-------- Fragmento --------

La despedida del genio | El Nuevo Siglo
Miércoles, 30 de Junio de 2021

“Me aterra la idea de tomar apuntes, me avergüenzo mientras los escribo, me decepciono cuando los leo”. Con esta frase que luce sincera, Rodrigo García Barcha deja ver el enorme desafío intelectual y emocional que significó escribir sobre la partida del patriarca, el tiempo en el que se apagó su chispa, la extinción de su luz. “Gabo y Mercedes, una despedida”, el entrañable libro del cineasta es tan conmovedor como breve. Es como el llanto que derramó Mercedes ante el cuerpo de Gabo: “se estremece por un instante y estalla en llanto, ‘pobrecito, ¿verdad?’ (…) sólo la he visto llorar tres veces en mi vida. Esta última no dura más de unos pocos segundos, pero tiene el poder de una ráfaga de ametralladora”.

-------- Extracto de datos --------

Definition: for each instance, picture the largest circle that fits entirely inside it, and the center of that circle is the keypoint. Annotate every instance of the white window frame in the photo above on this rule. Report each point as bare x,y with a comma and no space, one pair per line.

--------

__Acción requerida 1__:
Determine si cada afirmación concuerda con el fragmento sobre la despedida de Gabo, contestando sí o no y citando literalmente las palabras que lo deciden. (a) El libro de Rodrigo García Barcha se titula «Gabo y Mercedes, una despedida». (b) Mercedes ha sido vista llorando en numerosas ocasiones. (c) El llanto de Mercedes ante el cuerpo de Gabo se prolongó largo rato.
__Acción requerida 2__:
Prosiga el fragmento sobre la despedida de Gabo a partir de su última oración.

__Respuesta escrita 1__:
(a) Sí: «“Gabo y Mercedes, una despedida”, el entrañable libro del cineasta es tan conmovedor como breve».
(b) No: «sólo la he visto llorar tres veces en mi vida».
(c) No: «Esta última no dura más de unos pocos segundos».

__Respuesta escrita 2__:
El testimonio de Rodrigo García, desde la intimidad de su hogar, habla del genio que fue Gabo, de cómo se concentraba profundamente cuando escribía, tanto que ponía mirada transparente cuando alguien le hablaba, porque su cabeza estaba en otra dimensión, pero también habla de sus siestas con pesadillas, su relación contradictoria con la fama y la gloria y su sentido del humor, conservado aún en los peores momentos en los que la lucidez era esquiva. Este es el testimonio de un hijo dolido por la orfandad, que admite que decidió hacer su vida en otro país y en otro idioma porque es inevitable que el genio del padre opaque el talento del hijo y que se confiesa avergonzado del triste momento en el que la demencia de su padre lo hizo sentirse por primera vez intelectualmente superior.

En los últimos años, Gabo fue a la vez él y su espectro. Incluso en la agonía era capaz de arrancar risas de médicos y enfermeras llamando a las cosas por su nombre: “quiere decir mis huevos”, cuando la enfermera hablaba de sus genitales. Se animaba como siempre cuando escuchaba vallenatos -ni en los peores días la casa lució como un escenario fúnebre- y se asombraba cuando leía sus libros -cuando estaba lúcido se negaba a hacerlo- y decía “¿de dónde carajos salió todo esto?”.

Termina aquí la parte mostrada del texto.